» Exercise instructions: Which lines below contain the string "blue"? Pick out each of them and copy it in full.

» Working data:

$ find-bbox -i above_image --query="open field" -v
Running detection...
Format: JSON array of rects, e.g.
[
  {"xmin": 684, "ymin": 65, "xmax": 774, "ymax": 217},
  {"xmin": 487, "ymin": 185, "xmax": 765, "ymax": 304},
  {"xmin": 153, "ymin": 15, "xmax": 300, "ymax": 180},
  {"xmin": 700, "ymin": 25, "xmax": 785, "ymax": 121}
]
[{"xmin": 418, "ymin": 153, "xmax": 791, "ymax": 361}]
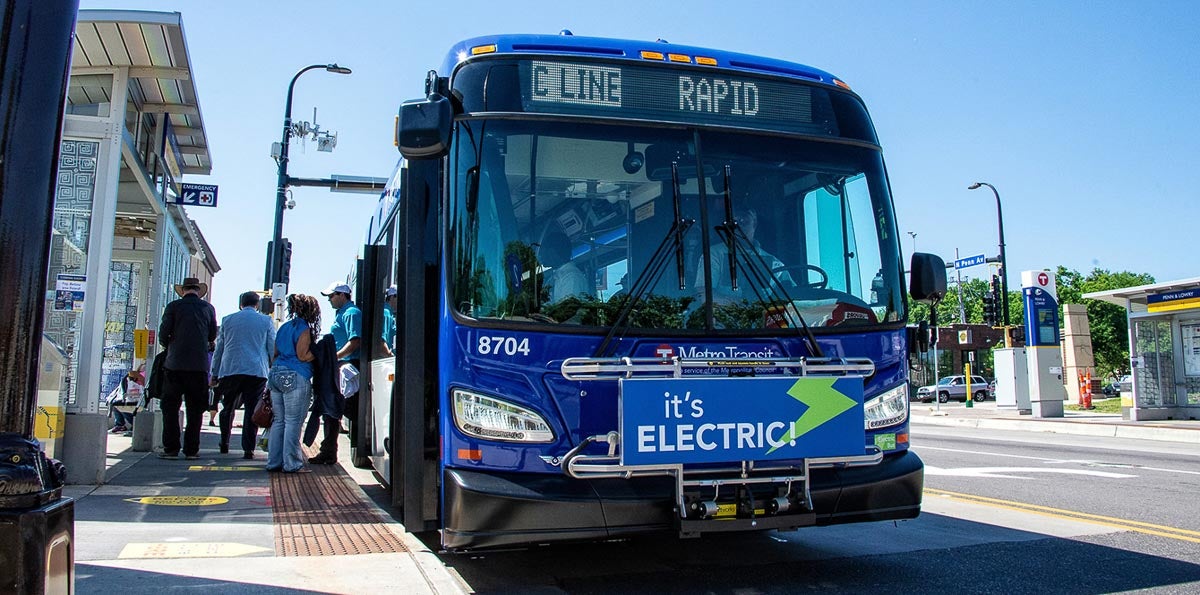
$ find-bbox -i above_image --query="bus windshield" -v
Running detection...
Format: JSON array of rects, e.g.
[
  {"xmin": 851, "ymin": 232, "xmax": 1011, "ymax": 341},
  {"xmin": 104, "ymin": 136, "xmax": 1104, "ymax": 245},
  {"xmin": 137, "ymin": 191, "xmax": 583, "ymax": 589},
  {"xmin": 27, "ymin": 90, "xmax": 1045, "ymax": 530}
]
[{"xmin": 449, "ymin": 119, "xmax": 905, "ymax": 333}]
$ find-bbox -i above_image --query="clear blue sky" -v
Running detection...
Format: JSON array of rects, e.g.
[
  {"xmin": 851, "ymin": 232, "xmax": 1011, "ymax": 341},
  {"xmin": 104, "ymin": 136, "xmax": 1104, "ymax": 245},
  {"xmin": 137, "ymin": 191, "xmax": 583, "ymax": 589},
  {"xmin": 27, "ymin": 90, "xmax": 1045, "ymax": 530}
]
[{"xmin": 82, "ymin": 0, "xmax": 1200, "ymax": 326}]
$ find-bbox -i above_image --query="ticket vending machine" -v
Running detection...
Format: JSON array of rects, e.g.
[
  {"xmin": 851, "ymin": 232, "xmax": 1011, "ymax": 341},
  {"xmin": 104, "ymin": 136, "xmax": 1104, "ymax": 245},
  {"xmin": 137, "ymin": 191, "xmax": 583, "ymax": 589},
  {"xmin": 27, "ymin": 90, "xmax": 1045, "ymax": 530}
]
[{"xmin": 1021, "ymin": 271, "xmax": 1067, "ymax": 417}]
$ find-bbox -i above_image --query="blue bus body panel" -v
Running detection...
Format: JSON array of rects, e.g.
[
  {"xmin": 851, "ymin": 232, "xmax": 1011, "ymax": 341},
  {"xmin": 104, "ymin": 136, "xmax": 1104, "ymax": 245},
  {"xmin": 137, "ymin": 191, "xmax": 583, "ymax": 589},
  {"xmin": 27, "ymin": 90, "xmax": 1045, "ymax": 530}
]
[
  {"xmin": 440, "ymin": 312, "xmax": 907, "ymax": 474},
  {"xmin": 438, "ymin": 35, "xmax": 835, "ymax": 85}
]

* * *

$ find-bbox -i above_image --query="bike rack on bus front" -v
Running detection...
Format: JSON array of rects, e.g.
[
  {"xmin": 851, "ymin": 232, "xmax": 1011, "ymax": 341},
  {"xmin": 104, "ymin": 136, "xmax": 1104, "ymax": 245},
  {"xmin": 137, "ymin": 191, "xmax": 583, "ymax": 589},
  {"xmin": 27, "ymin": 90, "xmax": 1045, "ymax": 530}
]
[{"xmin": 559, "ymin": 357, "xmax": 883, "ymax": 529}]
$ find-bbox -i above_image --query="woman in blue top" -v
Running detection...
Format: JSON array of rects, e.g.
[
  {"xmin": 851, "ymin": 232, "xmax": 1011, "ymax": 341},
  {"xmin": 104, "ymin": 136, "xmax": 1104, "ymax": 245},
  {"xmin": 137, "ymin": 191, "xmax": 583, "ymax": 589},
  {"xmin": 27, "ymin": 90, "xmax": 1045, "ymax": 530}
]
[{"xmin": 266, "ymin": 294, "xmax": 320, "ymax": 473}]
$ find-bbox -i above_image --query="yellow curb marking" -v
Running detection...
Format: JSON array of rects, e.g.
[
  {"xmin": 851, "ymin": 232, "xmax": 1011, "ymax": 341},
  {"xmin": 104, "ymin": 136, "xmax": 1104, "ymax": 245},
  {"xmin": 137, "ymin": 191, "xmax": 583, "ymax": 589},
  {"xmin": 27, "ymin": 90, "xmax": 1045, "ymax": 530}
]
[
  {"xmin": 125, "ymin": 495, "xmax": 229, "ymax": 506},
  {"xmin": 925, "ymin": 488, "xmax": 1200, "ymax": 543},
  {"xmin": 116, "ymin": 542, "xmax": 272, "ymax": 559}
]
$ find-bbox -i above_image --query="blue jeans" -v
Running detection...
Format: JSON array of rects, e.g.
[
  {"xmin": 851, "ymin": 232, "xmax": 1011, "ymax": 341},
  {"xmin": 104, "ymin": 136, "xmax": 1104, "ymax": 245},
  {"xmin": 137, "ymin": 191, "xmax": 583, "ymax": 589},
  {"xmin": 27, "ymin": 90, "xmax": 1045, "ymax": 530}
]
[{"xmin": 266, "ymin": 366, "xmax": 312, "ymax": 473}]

» Result for this exercise:
$ find-bbox -i above_image --query="clear blue sky" -v
$ find-bbox -i above_image --query="blue bus body panel" -v
$ find-bbox -i above_image --query="woman in blue top" -v
$ find-bbox -i above_image --query="blue jeans" -v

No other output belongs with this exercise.